▶ _WORK REQUEST_
Wherever a picture appears, leave it out; set down everything else in the records exactly.

▶ _GIVEN RECORDS_
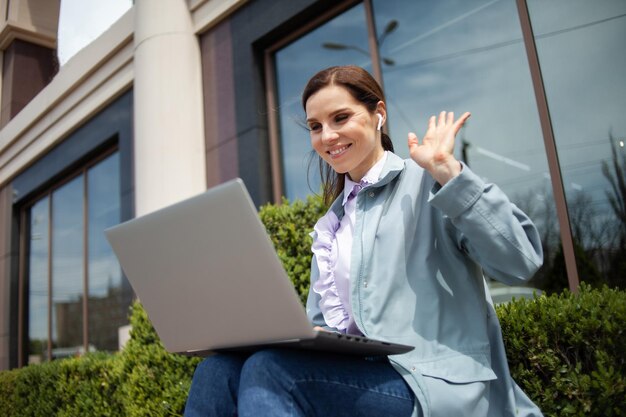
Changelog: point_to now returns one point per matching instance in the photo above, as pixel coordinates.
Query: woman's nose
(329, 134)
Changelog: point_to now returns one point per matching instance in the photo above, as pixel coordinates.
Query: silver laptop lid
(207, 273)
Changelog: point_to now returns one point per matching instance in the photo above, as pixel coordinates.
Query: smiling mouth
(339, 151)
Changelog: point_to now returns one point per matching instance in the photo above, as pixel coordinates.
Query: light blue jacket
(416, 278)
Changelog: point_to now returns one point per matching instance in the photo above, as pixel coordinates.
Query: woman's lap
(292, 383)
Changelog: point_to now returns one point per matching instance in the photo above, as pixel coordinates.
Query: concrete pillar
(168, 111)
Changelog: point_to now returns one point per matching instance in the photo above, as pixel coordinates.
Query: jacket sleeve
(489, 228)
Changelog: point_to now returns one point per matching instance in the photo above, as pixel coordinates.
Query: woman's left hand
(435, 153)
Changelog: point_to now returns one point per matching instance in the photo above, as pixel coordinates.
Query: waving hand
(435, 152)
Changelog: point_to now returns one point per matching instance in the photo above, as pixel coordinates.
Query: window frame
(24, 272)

▶ _YOUR RESPONSE_
Changelog: point_to now returns one point per matching instance in the photo above, as pixel coordinates.
Query: woman's nose
(329, 134)
Changelog: point_to now returns one point per matching instance in the photo above, as pixel coordinates.
Query: silver laptop lid
(207, 273)
Changelog: point_to now returns one point per matching instance in the photo above, as pixel coordinates.
Query: smiling mouth
(339, 151)
Changelog: point_to now returns one point per matching instance in the photo above, as pixel coordinates.
Query: light blue jacket
(416, 278)
Changelog: point_to now returns one point per matching instance in the photo above, as pixel coordinates.
Query: woman's lap
(292, 383)
Changelog: point_to now returns one point per matching instance in the photo above, as pixel coordinates.
Query: concrete pillar
(168, 111)
Changelog: point_to now returns one point per matching instance in the photo above, as pixel coordinates.
Query: jacket sleeve
(489, 228)
Changelog: point_to now returns one point per matching instance in the photo above, as pixel coordinates.
Query: woman's left hand
(435, 153)
Changelog: point_to now returns one point per matching instance in the photo above, as pixel coordinates.
Query: waving hand
(435, 152)
Changelog: point_to now returns one point per matching instance in the photo above, as pixel coordinates.
Query: window frame
(24, 272)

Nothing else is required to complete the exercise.